Goal of the exercise →
Retrieve every line from the records in which the word "perched" occurs.

(Referring expression pointing data)
Content starts

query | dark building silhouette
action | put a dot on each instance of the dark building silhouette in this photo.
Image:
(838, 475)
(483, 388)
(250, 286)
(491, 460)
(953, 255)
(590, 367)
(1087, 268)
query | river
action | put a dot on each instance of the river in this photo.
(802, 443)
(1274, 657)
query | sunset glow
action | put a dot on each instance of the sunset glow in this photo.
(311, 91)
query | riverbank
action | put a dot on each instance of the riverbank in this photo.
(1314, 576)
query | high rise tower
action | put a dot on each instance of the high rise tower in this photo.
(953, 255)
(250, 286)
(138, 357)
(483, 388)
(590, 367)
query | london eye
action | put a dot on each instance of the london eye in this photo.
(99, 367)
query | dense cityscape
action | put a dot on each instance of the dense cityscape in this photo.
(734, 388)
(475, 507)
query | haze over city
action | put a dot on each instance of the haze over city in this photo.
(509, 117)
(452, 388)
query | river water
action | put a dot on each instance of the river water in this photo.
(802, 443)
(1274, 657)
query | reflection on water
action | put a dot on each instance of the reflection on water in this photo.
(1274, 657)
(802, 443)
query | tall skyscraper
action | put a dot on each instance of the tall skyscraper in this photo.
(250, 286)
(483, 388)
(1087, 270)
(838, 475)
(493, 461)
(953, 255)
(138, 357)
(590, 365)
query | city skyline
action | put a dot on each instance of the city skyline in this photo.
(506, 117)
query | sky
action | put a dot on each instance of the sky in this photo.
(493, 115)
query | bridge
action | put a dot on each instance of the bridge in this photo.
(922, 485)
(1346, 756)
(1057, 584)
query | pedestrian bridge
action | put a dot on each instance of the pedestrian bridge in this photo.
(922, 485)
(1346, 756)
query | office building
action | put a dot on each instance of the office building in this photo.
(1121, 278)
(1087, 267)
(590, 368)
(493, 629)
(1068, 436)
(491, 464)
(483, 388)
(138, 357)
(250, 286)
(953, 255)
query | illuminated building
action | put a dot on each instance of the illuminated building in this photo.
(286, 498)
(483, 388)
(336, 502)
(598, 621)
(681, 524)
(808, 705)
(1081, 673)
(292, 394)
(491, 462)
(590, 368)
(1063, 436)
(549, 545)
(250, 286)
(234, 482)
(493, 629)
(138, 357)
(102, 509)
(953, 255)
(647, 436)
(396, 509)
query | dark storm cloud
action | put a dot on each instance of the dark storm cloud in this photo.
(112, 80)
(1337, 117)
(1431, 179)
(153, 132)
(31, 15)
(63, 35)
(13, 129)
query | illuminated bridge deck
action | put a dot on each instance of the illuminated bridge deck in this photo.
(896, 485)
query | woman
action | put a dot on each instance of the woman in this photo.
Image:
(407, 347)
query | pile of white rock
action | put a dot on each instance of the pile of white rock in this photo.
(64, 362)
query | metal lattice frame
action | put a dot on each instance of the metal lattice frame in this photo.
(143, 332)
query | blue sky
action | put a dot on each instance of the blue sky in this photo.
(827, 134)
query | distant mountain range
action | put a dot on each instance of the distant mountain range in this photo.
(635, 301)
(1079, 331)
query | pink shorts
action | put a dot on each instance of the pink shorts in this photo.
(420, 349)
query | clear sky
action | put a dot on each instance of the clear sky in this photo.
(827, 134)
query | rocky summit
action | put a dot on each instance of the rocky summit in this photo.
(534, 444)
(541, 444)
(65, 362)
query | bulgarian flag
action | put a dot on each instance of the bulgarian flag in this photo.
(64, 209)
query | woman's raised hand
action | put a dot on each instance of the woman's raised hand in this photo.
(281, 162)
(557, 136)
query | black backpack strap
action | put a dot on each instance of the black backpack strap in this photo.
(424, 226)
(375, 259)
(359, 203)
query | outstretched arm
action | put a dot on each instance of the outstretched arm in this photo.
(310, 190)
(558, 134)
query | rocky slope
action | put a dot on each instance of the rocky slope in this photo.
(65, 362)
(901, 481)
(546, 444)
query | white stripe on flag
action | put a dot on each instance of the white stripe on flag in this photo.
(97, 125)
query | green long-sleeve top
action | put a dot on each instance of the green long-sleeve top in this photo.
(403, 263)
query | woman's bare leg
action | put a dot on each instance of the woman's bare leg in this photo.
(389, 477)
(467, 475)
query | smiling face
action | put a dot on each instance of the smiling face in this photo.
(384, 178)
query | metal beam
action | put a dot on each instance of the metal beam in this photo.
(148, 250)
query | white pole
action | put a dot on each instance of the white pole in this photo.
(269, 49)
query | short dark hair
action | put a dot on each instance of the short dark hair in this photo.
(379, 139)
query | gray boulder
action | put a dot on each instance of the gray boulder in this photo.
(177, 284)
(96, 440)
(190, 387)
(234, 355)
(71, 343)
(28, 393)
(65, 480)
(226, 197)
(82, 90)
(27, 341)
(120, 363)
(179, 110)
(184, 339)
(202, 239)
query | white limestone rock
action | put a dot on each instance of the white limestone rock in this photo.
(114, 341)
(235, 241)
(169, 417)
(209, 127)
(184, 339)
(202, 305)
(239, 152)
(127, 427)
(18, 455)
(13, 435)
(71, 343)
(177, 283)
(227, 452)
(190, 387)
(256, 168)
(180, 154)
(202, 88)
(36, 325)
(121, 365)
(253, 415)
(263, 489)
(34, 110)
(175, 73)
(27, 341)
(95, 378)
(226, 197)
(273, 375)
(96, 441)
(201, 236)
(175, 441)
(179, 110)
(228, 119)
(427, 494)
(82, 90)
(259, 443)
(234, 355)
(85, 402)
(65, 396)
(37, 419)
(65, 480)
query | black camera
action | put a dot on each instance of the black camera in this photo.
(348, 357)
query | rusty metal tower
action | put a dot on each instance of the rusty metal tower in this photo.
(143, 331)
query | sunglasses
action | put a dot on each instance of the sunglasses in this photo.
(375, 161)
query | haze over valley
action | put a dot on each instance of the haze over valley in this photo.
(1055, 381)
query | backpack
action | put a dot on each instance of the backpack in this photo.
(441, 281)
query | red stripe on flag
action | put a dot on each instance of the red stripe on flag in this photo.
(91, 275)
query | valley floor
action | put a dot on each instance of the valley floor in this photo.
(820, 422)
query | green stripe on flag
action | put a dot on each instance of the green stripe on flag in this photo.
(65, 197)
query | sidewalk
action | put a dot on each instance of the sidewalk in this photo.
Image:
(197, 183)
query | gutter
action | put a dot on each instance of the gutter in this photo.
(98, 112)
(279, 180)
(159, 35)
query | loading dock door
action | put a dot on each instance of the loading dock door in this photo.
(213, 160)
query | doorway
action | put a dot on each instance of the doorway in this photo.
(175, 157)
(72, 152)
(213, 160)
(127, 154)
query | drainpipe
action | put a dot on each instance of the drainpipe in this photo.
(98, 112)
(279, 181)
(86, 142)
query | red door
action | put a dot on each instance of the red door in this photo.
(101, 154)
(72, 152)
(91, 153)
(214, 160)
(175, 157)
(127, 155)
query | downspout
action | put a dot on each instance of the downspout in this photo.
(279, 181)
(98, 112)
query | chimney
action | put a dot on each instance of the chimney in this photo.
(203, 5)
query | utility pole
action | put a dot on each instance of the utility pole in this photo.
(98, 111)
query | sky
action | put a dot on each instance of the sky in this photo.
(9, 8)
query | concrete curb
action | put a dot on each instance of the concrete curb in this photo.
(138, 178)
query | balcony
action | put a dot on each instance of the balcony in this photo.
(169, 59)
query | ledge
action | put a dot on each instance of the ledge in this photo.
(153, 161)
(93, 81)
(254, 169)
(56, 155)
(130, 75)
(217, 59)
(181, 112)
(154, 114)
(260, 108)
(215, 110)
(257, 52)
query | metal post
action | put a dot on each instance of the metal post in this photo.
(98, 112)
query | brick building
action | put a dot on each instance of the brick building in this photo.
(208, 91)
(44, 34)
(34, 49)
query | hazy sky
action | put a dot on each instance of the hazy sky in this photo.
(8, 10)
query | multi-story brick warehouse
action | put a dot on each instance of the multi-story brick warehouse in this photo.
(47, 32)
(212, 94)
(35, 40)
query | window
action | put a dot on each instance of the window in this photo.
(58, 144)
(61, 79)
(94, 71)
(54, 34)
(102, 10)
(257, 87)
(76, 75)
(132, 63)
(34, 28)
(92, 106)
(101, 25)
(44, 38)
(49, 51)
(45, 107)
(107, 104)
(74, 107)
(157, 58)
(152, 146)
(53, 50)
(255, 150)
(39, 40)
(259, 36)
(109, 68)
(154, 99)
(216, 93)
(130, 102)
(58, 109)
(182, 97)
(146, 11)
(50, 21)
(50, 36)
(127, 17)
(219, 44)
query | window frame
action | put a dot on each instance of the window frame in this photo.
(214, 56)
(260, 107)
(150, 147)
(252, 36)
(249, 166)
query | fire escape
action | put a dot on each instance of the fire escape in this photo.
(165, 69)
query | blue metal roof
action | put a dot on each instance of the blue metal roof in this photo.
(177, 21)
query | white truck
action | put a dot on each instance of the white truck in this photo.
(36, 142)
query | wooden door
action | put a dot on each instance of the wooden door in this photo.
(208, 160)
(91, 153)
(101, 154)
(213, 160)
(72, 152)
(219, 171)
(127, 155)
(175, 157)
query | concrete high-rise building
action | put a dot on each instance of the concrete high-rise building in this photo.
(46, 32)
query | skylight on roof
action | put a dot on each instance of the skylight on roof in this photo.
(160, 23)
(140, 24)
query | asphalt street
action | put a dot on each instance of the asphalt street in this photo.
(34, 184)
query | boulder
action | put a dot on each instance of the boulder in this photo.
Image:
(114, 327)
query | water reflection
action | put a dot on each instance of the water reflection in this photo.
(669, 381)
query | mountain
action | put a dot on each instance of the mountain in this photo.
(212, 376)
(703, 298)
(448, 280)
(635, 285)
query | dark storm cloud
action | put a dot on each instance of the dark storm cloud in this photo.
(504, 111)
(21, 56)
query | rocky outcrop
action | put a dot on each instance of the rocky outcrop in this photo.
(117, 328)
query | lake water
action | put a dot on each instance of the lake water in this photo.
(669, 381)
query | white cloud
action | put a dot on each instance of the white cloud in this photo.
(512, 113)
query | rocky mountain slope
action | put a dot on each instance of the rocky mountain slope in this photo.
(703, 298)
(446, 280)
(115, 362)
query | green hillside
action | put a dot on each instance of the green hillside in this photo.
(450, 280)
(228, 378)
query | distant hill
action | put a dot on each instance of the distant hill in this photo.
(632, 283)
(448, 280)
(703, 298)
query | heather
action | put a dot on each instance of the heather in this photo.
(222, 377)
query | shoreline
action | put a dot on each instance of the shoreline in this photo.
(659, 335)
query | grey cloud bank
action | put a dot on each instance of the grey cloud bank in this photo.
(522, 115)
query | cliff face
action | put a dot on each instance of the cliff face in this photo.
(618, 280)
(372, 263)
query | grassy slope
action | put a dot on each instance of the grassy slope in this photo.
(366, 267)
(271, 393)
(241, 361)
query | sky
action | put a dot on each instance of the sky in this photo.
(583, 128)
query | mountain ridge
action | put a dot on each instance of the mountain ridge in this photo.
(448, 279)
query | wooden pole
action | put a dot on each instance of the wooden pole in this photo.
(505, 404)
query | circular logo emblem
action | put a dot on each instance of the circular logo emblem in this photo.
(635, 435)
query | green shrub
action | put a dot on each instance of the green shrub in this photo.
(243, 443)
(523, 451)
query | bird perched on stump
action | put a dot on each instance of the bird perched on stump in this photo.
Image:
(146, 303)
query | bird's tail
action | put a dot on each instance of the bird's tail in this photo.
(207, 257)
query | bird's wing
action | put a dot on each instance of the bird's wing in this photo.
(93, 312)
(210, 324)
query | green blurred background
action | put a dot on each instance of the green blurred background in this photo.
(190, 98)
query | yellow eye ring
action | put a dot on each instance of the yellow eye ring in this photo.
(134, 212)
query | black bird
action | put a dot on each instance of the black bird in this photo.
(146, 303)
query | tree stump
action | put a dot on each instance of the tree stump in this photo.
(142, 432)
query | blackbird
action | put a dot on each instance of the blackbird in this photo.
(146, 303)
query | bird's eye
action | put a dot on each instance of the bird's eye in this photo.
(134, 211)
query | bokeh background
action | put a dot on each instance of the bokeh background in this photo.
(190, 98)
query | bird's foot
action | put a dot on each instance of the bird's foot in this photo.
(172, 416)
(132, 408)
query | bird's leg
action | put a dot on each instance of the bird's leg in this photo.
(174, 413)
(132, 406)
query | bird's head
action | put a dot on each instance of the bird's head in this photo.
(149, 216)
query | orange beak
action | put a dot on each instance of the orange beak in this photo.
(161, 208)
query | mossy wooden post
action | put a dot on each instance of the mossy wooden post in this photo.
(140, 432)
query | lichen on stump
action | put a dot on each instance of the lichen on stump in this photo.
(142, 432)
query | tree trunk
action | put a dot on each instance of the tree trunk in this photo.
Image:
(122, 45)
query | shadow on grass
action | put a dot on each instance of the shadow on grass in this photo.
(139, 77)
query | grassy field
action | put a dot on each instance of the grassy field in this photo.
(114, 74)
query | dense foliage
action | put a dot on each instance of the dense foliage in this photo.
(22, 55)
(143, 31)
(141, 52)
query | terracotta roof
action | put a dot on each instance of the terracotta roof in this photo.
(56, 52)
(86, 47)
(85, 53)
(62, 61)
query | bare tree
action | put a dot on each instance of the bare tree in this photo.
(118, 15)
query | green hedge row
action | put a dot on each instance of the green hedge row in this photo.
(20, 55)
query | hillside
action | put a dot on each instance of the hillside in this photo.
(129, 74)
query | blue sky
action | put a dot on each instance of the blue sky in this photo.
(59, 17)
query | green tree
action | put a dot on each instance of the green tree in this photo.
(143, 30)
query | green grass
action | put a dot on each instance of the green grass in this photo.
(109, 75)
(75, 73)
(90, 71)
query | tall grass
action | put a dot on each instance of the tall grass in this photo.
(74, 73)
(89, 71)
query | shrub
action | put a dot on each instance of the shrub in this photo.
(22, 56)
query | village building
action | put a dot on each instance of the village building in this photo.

Content ends

Answer for the task →
query | bird perched on stump
action | put a dot on each instance of the bird perched on stump in this photo.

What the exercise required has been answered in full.